= Exercise brief =
Change "query string" to "search phrase" throughout the items that follow and leave every other line untouched.

Excerpts from a detection dataset
## START
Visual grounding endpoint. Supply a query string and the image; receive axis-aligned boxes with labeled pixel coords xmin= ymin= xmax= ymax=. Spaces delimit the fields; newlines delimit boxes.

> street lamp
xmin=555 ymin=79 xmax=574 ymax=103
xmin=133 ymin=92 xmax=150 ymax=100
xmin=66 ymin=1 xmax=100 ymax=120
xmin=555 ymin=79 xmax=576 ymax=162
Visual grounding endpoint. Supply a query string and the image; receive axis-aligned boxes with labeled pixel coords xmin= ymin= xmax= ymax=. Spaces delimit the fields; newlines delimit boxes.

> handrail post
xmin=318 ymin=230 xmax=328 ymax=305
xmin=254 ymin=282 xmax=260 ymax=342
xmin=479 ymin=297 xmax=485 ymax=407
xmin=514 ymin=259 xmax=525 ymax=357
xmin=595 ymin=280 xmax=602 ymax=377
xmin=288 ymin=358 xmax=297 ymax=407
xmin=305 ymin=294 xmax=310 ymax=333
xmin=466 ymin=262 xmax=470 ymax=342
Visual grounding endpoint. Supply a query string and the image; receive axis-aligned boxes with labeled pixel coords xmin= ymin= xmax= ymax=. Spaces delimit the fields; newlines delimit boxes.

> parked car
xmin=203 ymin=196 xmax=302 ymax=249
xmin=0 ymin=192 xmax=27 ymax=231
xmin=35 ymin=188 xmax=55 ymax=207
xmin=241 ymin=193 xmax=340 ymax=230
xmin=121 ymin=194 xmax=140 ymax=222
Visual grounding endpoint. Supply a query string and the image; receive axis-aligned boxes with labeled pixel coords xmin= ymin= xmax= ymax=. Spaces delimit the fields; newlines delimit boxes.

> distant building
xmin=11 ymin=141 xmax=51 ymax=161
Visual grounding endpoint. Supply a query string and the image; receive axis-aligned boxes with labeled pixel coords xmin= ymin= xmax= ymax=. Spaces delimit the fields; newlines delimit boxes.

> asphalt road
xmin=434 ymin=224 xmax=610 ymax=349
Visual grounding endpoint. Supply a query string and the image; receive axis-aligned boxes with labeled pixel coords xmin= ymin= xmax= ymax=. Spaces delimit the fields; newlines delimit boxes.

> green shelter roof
## END
= The completed task =
Visual grounding endpoint. Supply a search phrase and the image; receive axis-aligned boxes with labeled pixel coords xmin= ymin= xmax= ymax=. Spaces delimit the fields; newlines delimit boxes.

> street lamp
xmin=555 ymin=79 xmax=574 ymax=103
xmin=133 ymin=92 xmax=150 ymax=100
xmin=66 ymin=1 xmax=100 ymax=120
xmin=555 ymin=79 xmax=576 ymax=162
Visual grounding endpoint. Supply a search phrase and the image; receive axis-aligned boxes with labeled pixel coords xmin= ymin= xmax= ymax=. Spaces delimit the fields; newlines delimit boxes.

> handrail post
xmin=318 ymin=230 xmax=328 ymax=305
xmin=254 ymin=282 xmax=260 ymax=342
xmin=479 ymin=297 xmax=485 ymax=407
xmin=514 ymin=259 xmax=525 ymax=357
xmin=595 ymin=280 xmax=602 ymax=377
xmin=288 ymin=358 xmax=297 ymax=407
xmin=305 ymin=294 xmax=310 ymax=333
xmin=466 ymin=262 xmax=470 ymax=342
Visual grounding endpoint. Supply a search phrase and the image; receive axis-aligned boxes with labeled pixel coords xmin= ymin= xmax= ymax=. Spaces delimit the fields; newlines delimit boxes.

> parked car
xmin=203 ymin=196 xmax=302 ymax=249
xmin=0 ymin=192 xmax=27 ymax=231
xmin=35 ymin=188 xmax=55 ymax=207
xmin=241 ymin=193 xmax=340 ymax=230
xmin=121 ymin=194 xmax=140 ymax=222
Visual grounding endpoint. Supply a search phrase and the image; receive axis-aligned boxes with labeled pixel coords xmin= ymin= xmax= ymax=. Spaces delimit the fields; newlines delimit boxes.

> distant building
xmin=11 ymin=141 xmax=51 ymax=161
Visual grounding endpoint. Supply a search phrase and the image; receive axis-aligned boxes with labeled pixel coords xmin= ymin= xmax= ymax=. Spaces delimit the fields; newlines delimit boxes.

> asphalt road
xmin=434 ymin=224 xmax=610 ymax=349
Visual grounding endpoint. Supply a search phrase and the image; receive axis-aligned boxes with labeled pixel coords xmin= ymin= xmax= ymax=. Spaces delimit the fields; newlines delimit boxes.

> green shelter roof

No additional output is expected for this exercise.